- **Source material**

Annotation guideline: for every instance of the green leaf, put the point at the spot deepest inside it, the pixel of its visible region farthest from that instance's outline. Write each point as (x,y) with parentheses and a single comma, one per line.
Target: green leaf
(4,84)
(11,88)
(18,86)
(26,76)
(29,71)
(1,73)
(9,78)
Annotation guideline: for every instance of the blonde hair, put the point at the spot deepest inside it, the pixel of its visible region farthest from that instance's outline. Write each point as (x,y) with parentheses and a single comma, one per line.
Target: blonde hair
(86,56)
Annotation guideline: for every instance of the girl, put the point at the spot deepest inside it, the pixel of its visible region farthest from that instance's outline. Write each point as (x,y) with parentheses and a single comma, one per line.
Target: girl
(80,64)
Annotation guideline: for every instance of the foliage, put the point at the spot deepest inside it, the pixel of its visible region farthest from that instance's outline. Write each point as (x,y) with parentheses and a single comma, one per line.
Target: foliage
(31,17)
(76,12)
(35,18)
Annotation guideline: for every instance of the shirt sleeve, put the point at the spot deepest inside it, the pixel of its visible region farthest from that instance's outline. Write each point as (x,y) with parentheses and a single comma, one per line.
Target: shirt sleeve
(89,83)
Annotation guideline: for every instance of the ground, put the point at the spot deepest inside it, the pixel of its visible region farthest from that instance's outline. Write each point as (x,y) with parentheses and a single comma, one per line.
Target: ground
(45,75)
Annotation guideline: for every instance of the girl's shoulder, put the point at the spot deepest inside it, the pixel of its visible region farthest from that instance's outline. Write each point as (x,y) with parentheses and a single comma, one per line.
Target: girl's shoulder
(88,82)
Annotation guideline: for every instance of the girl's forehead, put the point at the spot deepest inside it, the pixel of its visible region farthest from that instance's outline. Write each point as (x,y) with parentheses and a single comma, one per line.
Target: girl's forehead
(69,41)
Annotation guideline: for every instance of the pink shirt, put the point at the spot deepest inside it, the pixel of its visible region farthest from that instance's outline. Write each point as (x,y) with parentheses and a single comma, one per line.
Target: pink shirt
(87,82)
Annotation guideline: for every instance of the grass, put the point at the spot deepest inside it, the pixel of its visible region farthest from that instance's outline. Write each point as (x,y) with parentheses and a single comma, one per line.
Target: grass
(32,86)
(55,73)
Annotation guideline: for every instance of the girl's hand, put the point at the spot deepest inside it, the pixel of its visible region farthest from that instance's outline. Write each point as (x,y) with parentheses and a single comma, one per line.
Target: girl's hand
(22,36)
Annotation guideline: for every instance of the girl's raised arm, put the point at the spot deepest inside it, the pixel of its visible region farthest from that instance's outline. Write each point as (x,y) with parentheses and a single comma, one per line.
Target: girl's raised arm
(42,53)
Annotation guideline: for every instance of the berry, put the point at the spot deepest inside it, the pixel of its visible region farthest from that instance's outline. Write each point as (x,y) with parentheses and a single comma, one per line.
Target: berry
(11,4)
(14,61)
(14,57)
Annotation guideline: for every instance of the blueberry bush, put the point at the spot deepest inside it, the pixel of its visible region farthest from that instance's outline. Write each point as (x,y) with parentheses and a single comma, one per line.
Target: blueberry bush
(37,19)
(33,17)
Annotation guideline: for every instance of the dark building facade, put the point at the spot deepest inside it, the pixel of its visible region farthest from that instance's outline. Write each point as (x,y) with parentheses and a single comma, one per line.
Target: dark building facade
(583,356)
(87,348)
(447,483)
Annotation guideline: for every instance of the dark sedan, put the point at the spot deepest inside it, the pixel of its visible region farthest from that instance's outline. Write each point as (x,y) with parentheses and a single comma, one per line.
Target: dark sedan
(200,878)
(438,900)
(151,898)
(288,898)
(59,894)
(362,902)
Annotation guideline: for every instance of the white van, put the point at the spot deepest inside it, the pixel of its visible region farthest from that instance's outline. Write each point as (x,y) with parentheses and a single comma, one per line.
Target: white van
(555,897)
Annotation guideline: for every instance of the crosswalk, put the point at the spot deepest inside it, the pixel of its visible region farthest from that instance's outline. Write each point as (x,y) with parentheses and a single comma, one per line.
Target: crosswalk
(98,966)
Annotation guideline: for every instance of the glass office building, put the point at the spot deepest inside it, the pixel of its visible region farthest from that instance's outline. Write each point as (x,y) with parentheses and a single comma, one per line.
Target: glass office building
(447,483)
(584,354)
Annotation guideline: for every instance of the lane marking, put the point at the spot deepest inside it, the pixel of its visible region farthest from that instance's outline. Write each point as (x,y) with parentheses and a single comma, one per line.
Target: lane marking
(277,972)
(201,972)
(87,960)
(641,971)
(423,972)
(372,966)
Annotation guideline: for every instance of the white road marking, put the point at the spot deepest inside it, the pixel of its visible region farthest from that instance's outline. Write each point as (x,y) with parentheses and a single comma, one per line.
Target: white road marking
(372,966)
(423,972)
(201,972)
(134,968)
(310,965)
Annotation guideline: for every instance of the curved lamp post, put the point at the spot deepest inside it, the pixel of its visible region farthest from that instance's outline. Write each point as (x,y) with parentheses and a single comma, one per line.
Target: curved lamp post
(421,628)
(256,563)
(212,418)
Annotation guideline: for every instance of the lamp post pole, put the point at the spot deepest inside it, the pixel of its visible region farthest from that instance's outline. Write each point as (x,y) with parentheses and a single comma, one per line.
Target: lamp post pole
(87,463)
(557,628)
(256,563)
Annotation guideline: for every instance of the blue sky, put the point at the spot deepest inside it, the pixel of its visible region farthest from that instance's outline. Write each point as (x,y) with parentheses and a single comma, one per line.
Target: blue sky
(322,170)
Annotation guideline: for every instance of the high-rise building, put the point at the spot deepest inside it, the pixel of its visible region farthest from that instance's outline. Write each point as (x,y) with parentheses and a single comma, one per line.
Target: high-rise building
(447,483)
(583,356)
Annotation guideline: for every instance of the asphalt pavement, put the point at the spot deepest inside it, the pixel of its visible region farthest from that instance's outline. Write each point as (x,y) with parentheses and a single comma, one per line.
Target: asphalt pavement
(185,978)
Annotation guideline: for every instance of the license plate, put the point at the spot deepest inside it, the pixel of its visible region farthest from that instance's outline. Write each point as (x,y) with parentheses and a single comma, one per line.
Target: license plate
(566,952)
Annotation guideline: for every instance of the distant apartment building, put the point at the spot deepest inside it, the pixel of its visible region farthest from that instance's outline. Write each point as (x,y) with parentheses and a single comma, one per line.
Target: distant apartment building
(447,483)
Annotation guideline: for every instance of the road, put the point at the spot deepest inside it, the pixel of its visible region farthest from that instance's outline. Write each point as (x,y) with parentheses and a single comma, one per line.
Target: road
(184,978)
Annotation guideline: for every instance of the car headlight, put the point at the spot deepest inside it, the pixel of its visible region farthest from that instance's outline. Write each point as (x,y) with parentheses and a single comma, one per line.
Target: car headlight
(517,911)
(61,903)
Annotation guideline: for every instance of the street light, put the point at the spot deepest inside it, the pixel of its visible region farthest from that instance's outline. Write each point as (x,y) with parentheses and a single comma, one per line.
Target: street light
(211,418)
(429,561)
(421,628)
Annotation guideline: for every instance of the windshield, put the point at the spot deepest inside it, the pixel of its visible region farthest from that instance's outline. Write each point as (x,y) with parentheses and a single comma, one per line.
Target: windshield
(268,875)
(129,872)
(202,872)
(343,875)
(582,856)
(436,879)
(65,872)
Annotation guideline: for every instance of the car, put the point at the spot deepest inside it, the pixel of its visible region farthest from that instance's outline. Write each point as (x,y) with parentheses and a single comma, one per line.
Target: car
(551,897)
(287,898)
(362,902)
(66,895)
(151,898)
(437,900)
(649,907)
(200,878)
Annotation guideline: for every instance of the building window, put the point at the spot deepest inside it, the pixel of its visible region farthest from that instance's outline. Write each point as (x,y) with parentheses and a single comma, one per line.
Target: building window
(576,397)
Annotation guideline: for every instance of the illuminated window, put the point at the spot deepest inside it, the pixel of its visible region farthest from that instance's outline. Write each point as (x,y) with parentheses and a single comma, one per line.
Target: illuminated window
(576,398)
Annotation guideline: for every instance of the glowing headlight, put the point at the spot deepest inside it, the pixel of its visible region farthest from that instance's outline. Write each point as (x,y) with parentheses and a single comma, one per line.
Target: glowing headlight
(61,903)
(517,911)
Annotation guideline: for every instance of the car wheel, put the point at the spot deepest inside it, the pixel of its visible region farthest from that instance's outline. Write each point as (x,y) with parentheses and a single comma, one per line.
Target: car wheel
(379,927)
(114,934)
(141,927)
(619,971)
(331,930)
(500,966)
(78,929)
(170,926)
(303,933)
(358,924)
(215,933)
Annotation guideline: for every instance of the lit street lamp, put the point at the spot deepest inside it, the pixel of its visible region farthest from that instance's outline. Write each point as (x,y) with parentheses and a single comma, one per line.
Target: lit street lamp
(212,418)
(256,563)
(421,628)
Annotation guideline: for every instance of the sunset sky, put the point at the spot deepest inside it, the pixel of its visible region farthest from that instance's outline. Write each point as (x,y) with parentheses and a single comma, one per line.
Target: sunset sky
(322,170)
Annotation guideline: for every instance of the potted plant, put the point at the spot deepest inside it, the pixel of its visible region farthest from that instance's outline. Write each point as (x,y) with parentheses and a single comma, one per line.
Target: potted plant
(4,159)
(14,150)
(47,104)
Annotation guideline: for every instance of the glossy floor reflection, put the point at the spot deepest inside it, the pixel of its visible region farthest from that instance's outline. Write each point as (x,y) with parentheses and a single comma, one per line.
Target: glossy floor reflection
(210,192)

- **What to produce**
Each line in the listing above from the one containing "Target: grass" through the one containing "Annotation guideline: for every instance of the girl's raised" should be repeated exactly, and no other line.

- **Answer area**
Target: grass
(32,86)
(55,73)
Annotation guideline: for every instance of the girl's hand, put the point at the spot deepest inside it, the pixel of its visible region farthest from that instance's outline. Write each point as (x,y) with parentheses and a single comma, one per line.
Target: girl's hand
(22,36)
Annotation guideline: for every instance of the girl's raised arm, put the point at the spot deepest inside it, the pixel of its visible region farthest from that instance's outline. Write each point as (x,y) with parentheses and a single comma, one per line.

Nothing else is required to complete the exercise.